╭─ DATA EXCERPTS

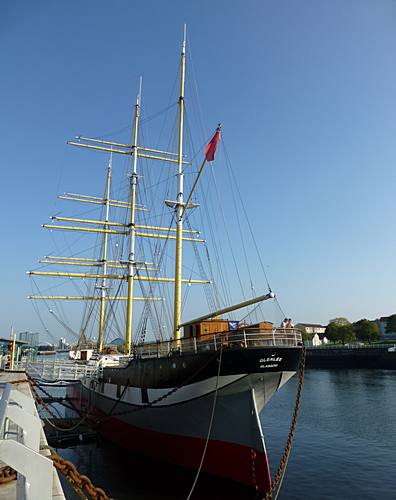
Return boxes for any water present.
[55,370,396,500]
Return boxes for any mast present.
[125,78,142,354]
[173,25,186,340]
[98,155,112,352]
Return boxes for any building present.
[375,316,396,340]
[19,332,40,347]
[296,323,329,347]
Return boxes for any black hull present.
[100,347,301,389]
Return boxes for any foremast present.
[173,25,186,340]
[98,154,112,352]
[125,85,142,355]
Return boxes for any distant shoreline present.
[306,341,396,370]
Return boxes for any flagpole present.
[182,123,221,216]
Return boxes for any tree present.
[385,314,396,333]
[325,317,355,344]
[353,319,379,342]
[296,323,314,340]
[329,316,351,326]
[338,323,356,344]
[325,322,338,342]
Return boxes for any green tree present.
[296,323,314,340]
[353,319,379,342]
[329,316,351,326]
[338,323,356,344]
[325,317,355,344]
[325,321,339,342]
[385,314,396,333]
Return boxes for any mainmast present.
[98,155,112,352]
[173,25,186,340]
[125,79,142,354]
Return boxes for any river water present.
[59,370,396,500]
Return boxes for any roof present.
[298,323,326,328]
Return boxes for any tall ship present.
[29,34,302,493]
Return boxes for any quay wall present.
[306,345,396,370]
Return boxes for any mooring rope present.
[187,345,223,500]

╰─

Lay out every line of the records above as a Markdown table with the columns "No." and "Text", numbering the rows and skipping any blank lines. Leave the pictures out.

RESULT OF THE TASK -
| No. | Text |
|---|---|
| 1 | Return boxes for any water present. |
| 2 | [55,370,396,500] |
| 3 | Return boxes for any mast present. |
| 4 | [125,78,142,354] |
| 5 | [173,25,186,340] |
| 6 | [98,155,112,352] |
| 7 | Return boxes for any building present. |
| 8 | [375,316,396,340] |
| 9 | [19,332,40,347] |
| 10 | [296,323,329,347] |
| 11 | Return boxes for any black hull present. |
| 12 | [100,347,301,389] |
| 13 | Return boxes for any foremast present. |
| 14 | [173,25,186,340] |
| 15 | [98,154,112,352] |
| 16 | [125,85,142,355] |
| 17 | Return boxes for any distant shoreline present. |
| 18 | [306,341,396,370] |
| 19 | Return boxes for any flagpole present. |
| 20 | [182,123,221,216] |
| 21 | Return boxes for any tree present. |
| 22 | [385,314,396,333] |
| 23 | [325,317,355,344] |
| 24 | [353,319,379,342] |
| 25 | [296,323,314,340] |
| 26 | [329,316,351,326] |
| 27 | [338,323,356,344] |
| 28 | [325,322,338,342] |
| 29 | Return boxes for any green tree present. |
| 30 | [296,323,314,340] |
| 31 | [353,319,379,342] |
| 32 | [329,316,351,326] |
| 33 | [338,323,356,344] |
| 34 | [325,317,355,344] |
| 35 | [325,321,339,342] |
| 36 | [385,314,396,333] |
| 37 | Return boxes for any mainmast present. |
| 38 | [98,155,112,352] |
| 39 | [173,25,186,340] |
| 40 | [125,79,142,354] |
| 41 | Return boxes for any river water present. |
| 42 | [59,370,396,500] |
| 43 | Return boxes for any roof present. |
| 44 | [298,323,326,328] |
| 45 | Return boxes for any tall ship present. |
| 46 | [29,34,302,493] |
| 47 | Return boxes for any quay wall present. |
| 48 | [306,345,396,370] |
| 49 | Return boxes for any mooring rope present. |
| 50 | [187,345,223,500] |